Kurze Aufgabe A →
Beantworte anhand des Artikels über das Lyrische Quartett die folgenden Fragen:
(i) Seit welchem Jahr tritt das Münchner Lyrikkabinett auf dem Feld der Poesie den Gegenbeweis an?
(ii) Wie oft im Jahr kommt das Lyrische Quartett zusammen?
(iii) In welcher Straße steht das Hinterhofgebäude, in dem es sich trifft?
Kurze Aufgabe B → Kopiere aus den Einträgen die Zeilen ab der Zeile mit „Can you find the player's mouth?“ bis einschließlich der letzten Zeile der Einträge, ohne etwas daran zu ändern.

Vorliegender Text →
_ _ _

Kulturphilter Stadtplan

Vom Zerpflücken der Rose

Ein Besuch beim Lyrischen Quartett in Schwabing

Marcel Reich-Ranicki hatte einst über sein populäres Literaturkritikformat im ZDF, das Literarische Quartett, geschrieben: „Gibt es im Quartett ordentliche Analysen literarischer Werke? Nein, niemals. Wird hier vereinfacht? Unentwegt. Ist das Ergebnis oberflächlich? Es ist sogar sehr oberflächlich.“ Seit dem Jahr 2011 hat sich das Münchner Lyrikkabinett aufgemacht, auf dem Feld der Poesie den Gegenbeweis zu erbringen.

Das Lyrische Quartett zu Gast in den Räumen der Stiftung Lyrikkabinett (© Stiftung Lyrikkabinett)

Viermal jährlich finden sich in einem minimalistisch-würfelförmig gestalteten Hinterhofgebäude in der Schwabinger Amalienstraße die Literaturwissenschaftler und Lyriker Heinrich Detering und Harald Hartung, die freie Journalistin und Moderatorin Kristina Maidt-Zinke und ein wechselnder Gast zum Lyrischen Quartett zusammen. Das Publikum ist bunt gemischt, der Rahmen überschaubar und bereits beim Betreten des Vortragssaals wird eine Atmosphäre des geselligen, gelehrten Austausches spürbar. Dazu trägt schon das innenarchitektonische Arrangement bei: Über Lyrik wird hier inmitten von Lyrik diskutiert – hohe, kühle Stahlschränke verwahren einen Querschnitt durch die deutsche und internationale Poesie und stehen in einem anregenden Kontrast zu den hellen Holzplanken, die die Decke des integrierten Vortragssaals tragen. Dazwischen immer wieder aufgeschlagene Gedichtbände und künstlerische Interpretationen von Büchern und Buchregalen – und mittendrin zwei Schreibtische von Mitarbeitern des Lyrikkabinetts, die den eigentümlichen Werkstattcharakter des Raumes verstärken.

_ _ _

Bereitgestellte Einträge →

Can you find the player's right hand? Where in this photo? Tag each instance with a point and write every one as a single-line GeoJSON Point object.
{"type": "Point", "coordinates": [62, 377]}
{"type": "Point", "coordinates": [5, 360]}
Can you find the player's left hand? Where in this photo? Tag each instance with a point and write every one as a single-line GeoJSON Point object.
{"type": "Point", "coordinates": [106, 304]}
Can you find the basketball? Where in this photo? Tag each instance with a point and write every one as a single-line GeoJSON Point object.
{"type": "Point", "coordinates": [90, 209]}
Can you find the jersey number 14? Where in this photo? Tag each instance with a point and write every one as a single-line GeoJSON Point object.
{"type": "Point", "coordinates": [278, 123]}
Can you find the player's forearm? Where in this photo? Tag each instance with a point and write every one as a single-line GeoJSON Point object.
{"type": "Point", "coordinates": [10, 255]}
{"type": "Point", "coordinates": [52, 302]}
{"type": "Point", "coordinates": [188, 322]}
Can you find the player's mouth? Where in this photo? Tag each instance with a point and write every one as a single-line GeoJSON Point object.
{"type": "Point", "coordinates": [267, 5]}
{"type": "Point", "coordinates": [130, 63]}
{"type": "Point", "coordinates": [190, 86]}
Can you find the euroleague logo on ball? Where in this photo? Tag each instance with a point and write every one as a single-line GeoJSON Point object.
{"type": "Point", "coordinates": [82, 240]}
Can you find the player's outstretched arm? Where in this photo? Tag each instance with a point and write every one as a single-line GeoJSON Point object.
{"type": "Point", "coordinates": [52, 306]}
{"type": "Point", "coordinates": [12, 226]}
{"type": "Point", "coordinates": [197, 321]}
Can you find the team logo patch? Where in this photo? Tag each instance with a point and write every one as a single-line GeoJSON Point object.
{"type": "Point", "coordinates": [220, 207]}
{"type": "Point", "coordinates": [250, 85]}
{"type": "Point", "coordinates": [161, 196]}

_ _ _

Vollständige Antwort A →
(i) Seit dem Jahr 2011.
(ii) Viermal jährlich.
(iii) In der Schwabinger Amalienstraße.

Vollständige Antwort B →
Can you find the player's mouth? Where in this photo? Tag each instance with a point and write every one as a single-line GeoJSON Point object.
{"type": "Point", "coordinates": [267, 5]}
{"type": "Point", "coordinates": [130, 63]}
{"type": "Point", "coordinates": [190, 86]}
Can you find the euroleague logo on ball? Where in this photo? Tag each instance with a point and write every one as a single-line GeoJSON Point object.
{"type": "Point", "coordinates": [82, 240]}
Can you find the player's outstretched arm? Where in this photo? Tag each instance with a point and write every one as a single-line GeoJSON Point object.
{"type": "Point", "coordinates": [52, 306]}
{"type": "Point", "coordinates": [12, 226]}
{"type": "Point", "coordinates": [197, 321]}
Can you find the team logo patch? Where in this photo? Tag each instance with a point and write every one as a single-line GeoJSON Point object.
{"type": "Point", "coordinates": [220, 207]}
{"type": "Point", "coordinates": [250, 85]}
{"type": "Point", "coordinates": [161, 196]}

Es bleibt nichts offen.